• [Source text]
# # # # #
Accurate preoperative risk profiling of patients at high-risk of developing CR-POPF after pancreaticoduodenectomy is fundamental in optimizing perioperative management and preventing or mitigating adverse events. Furthermore, risk stratification contributes to preoperative risk assessment, critical in deciding upon the best surgical approach in frail patients.

Our aim is to develop a risk model from the preoperative CECT, which is reproducible, immediate, applicable across healthcare settings, and designed to identify clinically relevant pancreatic fistulas. This new approach may help to overcome the limitations of previous proposed scores and potentially play a role in the identification of patients who could benefit from an upfront surgical approach rather than neoadjuvant therapy or prehabilitation protocol, or even to be excluded from surgery. Our study has shown that the machine learning model has the ability to identify patients that are a low risk of developing a CR-POPF. Moreover, the model can also predict if the postoperative length of stay of the patient will be in the median range.

Previous studies have reported other machine learning models to predict postoperative complications after surgical procedures but, to the best of our knowledge, only a few studies have focused on predicting outcomes after pancreatic resection, [33, 34]. Using a prospective database of 110 patients undergoing pancreatoduodenectomy, 55 with and 55 without POPF, Kambakamba et al., evaluated the prognostic signature of machine learning-based texture analysis to estimate pancreatic consistency based on preoperative non-CE CT scan. Results were similar to our model, with a sensitivity of 76%, specificity of 64%, and an AUC of 0.78 for POPF prediction. This demonstrates the feasibility and reproducibility of this approach, even if this only evaluated pancreatic parenchyma [35]. Han et al. evaluated medical records of 1769 patients underwent pancreatoduodenectomy, 221 of whom had POPF, and developed a platform based on a machine learning algorithm for POPF prediction that incorporated both subjective and intraoperative variables [36].This model also showed good predictive ability with the support of machine learning models but is dependent on intraoperative data.
# # # # #
• [Task set]
1 - Edit the passage on pancreatic fistula risk from "Accurate preoperative risk" through "in frail patients.", replacing "pancreaticoduodenectomy" with "pancreatic resection".
2 - Rewrite the paragraph of the pancreatic fistula text that begins "Previous studies have reported" as a short bulleted list, keeping its main facts.
3 - Extend the discussion of machine learning models for predicting pancreatic fistula by writing what comes after its final sentence.
The lines that follow come from a different source than the text above.
# # # # #
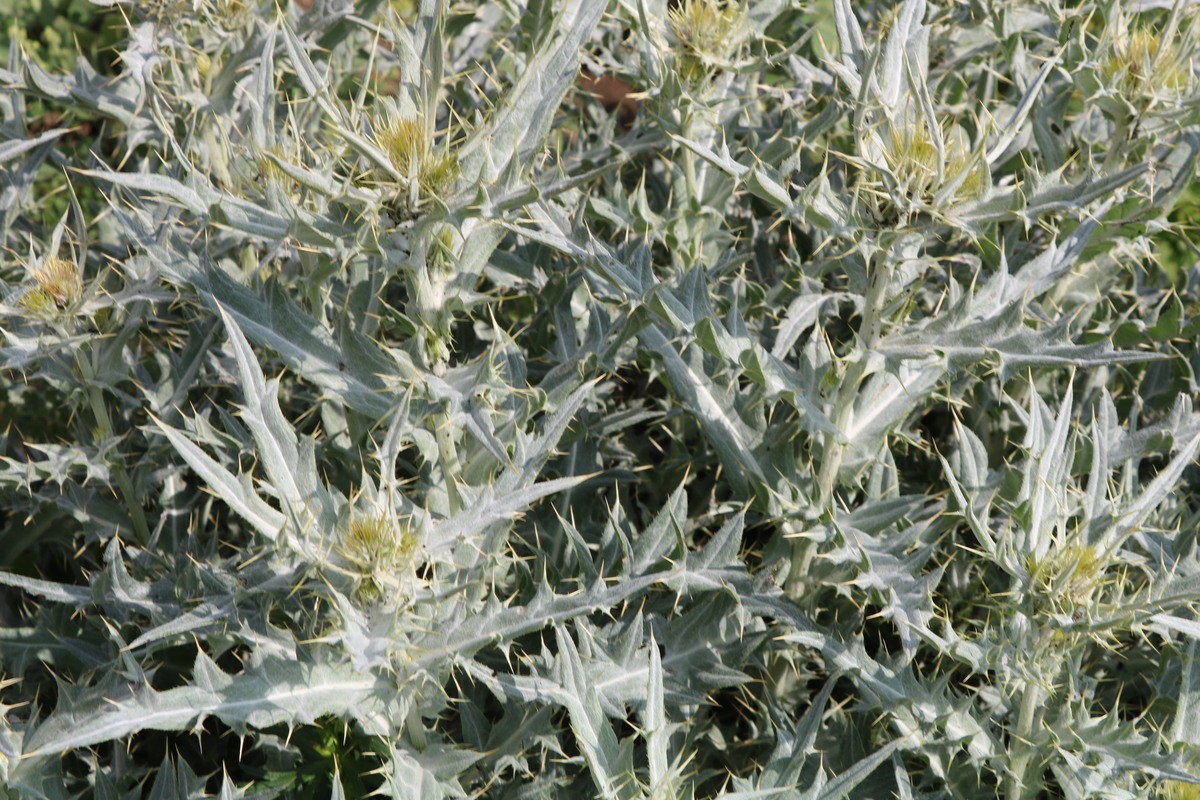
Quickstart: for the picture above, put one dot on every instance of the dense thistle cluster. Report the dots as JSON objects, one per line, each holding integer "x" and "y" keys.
{"x": 803, "y": 417}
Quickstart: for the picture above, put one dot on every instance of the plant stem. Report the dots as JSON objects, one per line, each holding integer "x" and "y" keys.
{"x": 141, "y": 528}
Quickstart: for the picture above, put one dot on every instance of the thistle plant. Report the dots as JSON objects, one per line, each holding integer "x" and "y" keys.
{"x": 384, "y": 416}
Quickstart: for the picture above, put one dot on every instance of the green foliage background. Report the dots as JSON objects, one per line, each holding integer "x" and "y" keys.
{"x": 385, "y": 414}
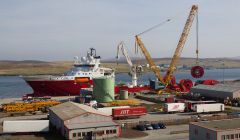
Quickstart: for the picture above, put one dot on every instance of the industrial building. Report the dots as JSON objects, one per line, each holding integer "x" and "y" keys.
{"x": 77, "y": 121}
{"x": 220, "y": 91}
{"x": 215, "y": 130}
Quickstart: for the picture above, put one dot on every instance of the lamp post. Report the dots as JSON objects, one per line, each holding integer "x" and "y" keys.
{"x": 223, "y": 67}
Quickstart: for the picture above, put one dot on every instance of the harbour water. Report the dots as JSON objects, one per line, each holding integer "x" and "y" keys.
{"x": 14, "y": 86}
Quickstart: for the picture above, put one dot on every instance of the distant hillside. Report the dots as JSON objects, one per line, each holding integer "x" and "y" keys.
{"x": 32, "y": 67}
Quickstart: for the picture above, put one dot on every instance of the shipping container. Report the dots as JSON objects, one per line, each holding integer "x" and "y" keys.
{"x": 108, "y": 110}
{"x": 25, "y": 126}
{"x": 200, "y": 108}
{"x": 169, "y": 99}
{"x": 128, "y": 112}
{"x": 174, "y": 107}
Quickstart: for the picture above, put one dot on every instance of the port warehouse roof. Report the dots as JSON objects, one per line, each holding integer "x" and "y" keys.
{"x": 219, "y": 90}
{"x": 70, "y": 110}
{"x": 219, "y": 124}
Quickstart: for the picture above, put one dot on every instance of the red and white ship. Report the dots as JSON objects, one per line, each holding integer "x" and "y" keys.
{"x": 70, "y": 83}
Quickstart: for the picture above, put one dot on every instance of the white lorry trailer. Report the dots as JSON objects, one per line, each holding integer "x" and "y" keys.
{"x": 216, "y": 107}
{"x": 174, "y": 107}
{"x": 108, "y": 110}
{"x": 25, "y": 126}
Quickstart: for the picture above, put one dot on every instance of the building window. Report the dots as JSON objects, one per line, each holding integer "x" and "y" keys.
{"x": 195, "y": 131}
{"x": 208, "y": 136}
{"x": 107, "y": 132}
{"x": 99, "y": 133}
{"x": 223, "y": 137}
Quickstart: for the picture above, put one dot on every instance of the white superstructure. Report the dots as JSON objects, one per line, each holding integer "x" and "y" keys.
{"x": 88, "y": 67}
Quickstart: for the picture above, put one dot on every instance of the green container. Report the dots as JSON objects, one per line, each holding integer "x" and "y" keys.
{"x": 103, "y": 89}
{"x": 123, "y": 95}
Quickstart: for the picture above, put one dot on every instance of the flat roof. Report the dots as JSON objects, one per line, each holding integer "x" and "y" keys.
{"x": 219, "y": 124}
{"x": 218, "y": 87}
{"x": 70, "y": 110}
{"x": 91, "y": 125}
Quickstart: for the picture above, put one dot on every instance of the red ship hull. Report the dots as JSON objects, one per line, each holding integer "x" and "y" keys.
{"x": 69, "y": 87}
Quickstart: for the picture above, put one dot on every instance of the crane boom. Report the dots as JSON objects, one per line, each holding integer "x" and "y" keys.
{"x": 181, "y": 44}
{"x": 147, "y": 55}
{"x": 133, "y": 68}
{"x": 124, "y": 52}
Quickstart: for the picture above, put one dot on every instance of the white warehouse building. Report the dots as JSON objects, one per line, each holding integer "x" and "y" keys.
{"x": 77, "y": 121}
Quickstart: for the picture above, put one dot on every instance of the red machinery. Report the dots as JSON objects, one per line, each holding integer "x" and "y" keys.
{"x": 123, "y": 113}
{"x": 197, "y": 71}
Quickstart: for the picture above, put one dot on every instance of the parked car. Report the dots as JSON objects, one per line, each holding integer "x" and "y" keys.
{"x": 148, "y": 126}
{"x": 141, "y": 127}
{"x": 161, "y": 125}
{"x": 155, "y": 126}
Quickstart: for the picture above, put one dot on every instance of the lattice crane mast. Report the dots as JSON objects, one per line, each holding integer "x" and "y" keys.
{"x": 134, "y": 70}
{"x": 181, "y": 44}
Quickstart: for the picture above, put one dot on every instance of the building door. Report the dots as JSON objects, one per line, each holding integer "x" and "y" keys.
{"x": 88, "y": 136}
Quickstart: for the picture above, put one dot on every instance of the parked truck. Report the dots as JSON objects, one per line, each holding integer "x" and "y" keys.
{"x": 25, "y": 126}
{"x": 174, "y": 107}
{"x": 109, "y": 110}
{"x": 216, "y": 107}
{"x": 124, "y": 113}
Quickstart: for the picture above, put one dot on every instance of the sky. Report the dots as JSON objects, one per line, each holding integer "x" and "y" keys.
{"x": 52, "y": 30}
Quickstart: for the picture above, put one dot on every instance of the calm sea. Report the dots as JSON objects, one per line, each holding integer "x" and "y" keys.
# # # # #
• [Response list]
1 -
Accurate preoperative risk profiling of patients at high-risk of developing CR-POPF after pancreatic resection is fundamental in optimizing perioperative management and preventing or mitigating adverse events. Furthermore, risk stratification contributes to preoperative risk assessment, critical in deciding upon the best surgical approach in frail patients.

2 -
- Only a few machine learning studies have focused on predicting outcomes after pancreatic resection.
- Kambakamba et al. used a prospective database of 110 pancreatoduodenectomy patients (55 with POPF, 55 without). They applied machine learning-based texture analysis to preoperative non-CE CT to estimate pancreatic consistency.
- That model had 76% sensitivity, 64% specificity and an AUC of 0.78 for POPF prediction, results similar to this study's model. It evaluated only pancreatic parenchyma.
- Han et al. reviewed records of 1769 pancreatoduodenectomy patients, 221 of whom had POPF. They built a machine learning platform for POPF prediction using subjective and intraoperative variables.
- That model predicted well but depends on intraoperative data.

3 -
Limitations

Our study has several limitations. First, we consider a small sample size, which is related to our strict selection criteria and to the exclusion of a large number of patients with CT scans performed elsewhere, since ours is a referral center. Second, our model was specifically designed to assess CR-POPF. For this reason, when applied to different outcomes, such as length of stay or overall postoperative major complication, there is a partial decrease in reliability. Third, the major ability of the model is in ability to predict patients unlikely to develop a CR-POPF, while its PPV is less robust due to its suboptimal sensibility. Despite that, the identification of a subgroup of patients unlikely at low-risk of POPF is clinically relevant. Strategies that aim to improve the recovery and reduce the intensity of care for these patients could be implemented, while it may also allow clinicians to focus attention on high-risk patients. Our next steps will be focused on the refinement of the model, including more cases from external cohorts, and on the automation of the entire process. We plan to enhance the accuracy of the prediction and made it available automatically at the end of the preoperative CT scan.

Conclusions

To our knowledge, our study is the first to develop a machine learning model that combines radiomic features correlated with surgical complexity and patient frailty obtained by preoperative CT scan to predict the occurrence of a CR-POPF. Our machine learning risk model appears to be a reliable tool for risk prediction in patients undergoing pancreaticoduodenectomy, performing well in excluding subjects at risk of developing a CR-POPF. This novel approach, may provide an individualized, objective and reproducible risk stratification that can be easily implemented in clinical practice, enhancing effectiveness by allowing more tailored approaches rather than one-size-fits-all approach.